Is the NBA About to Overtake MLB as America's #2 Sport?

I want to start off this post with a comparison of two recent championship series.  Let's compare the 2009 World Series, in which the Yankees beat the Phillies in 6 games, with the 2010 NBA Finals, in which the Lakers beat the Celtics in 7 games.  Specifically, I want to take a look at the average number of viewers for each series as an indicator of the popularity of each sport.

2009 World Series
6 Games
Avg. viewers: 19.3 million
[source Wikipedia]

2010 NBA Finals
7 Games
Avg. viewers: 18.1 million
[source Wikipedia]

The World Series ratings are higher than the NBA Finals and that is a pretty good indicator that baseball is the more popular sport.  No argument here.  Baseball's audience may be older than the hoops demo, but it is also much larger.  What I want to argue about is not what are the facts on the ground, but what can we predict for the future.  And even more so, I want to stake a claim: the day of the NBA surpassing MLB as the second most popular American sport is sooner than you think.

§ §

Answer these questions about the post comparing NBA and MLB popularity:
1. Which team won the 2009 World Series, and in how many games?
2. What was the average number of viewers for the 2010 NBA Finals?
3. What claim does the writer stake about the NBA surpassing MLB?
The material after this point is separate from the post about NBA and MLB popularity.

## ENTRIES SUPPLIED
§ §

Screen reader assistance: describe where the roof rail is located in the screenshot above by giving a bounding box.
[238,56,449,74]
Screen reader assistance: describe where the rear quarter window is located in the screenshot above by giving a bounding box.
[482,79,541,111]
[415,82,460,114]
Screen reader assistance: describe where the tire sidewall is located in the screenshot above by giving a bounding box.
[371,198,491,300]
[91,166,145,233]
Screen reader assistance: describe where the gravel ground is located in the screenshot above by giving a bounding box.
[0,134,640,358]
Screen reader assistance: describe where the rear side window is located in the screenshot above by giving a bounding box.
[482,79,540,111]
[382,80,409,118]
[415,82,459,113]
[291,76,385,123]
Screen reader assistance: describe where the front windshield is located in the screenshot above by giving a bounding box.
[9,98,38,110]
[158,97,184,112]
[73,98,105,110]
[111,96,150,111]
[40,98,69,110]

§ §

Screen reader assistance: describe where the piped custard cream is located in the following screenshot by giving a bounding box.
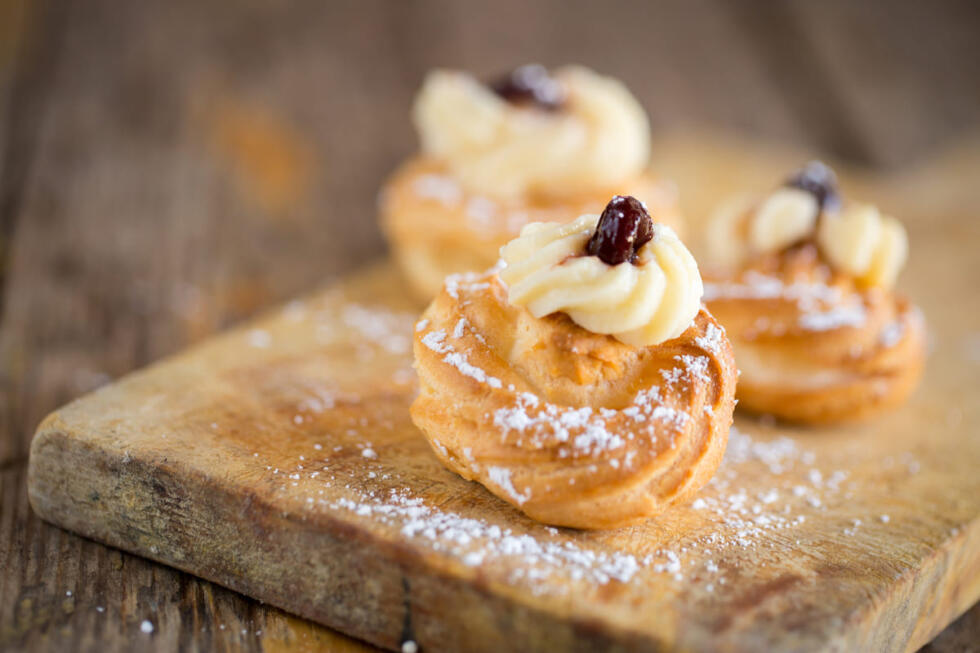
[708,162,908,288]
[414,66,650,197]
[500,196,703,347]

§ §

## TASK RESULT
1. The Yankees won it in 6 games.
2. 18.1 million.
3. The day of the NBA surpassing MLB as the second most popular American sport is sooner than you think.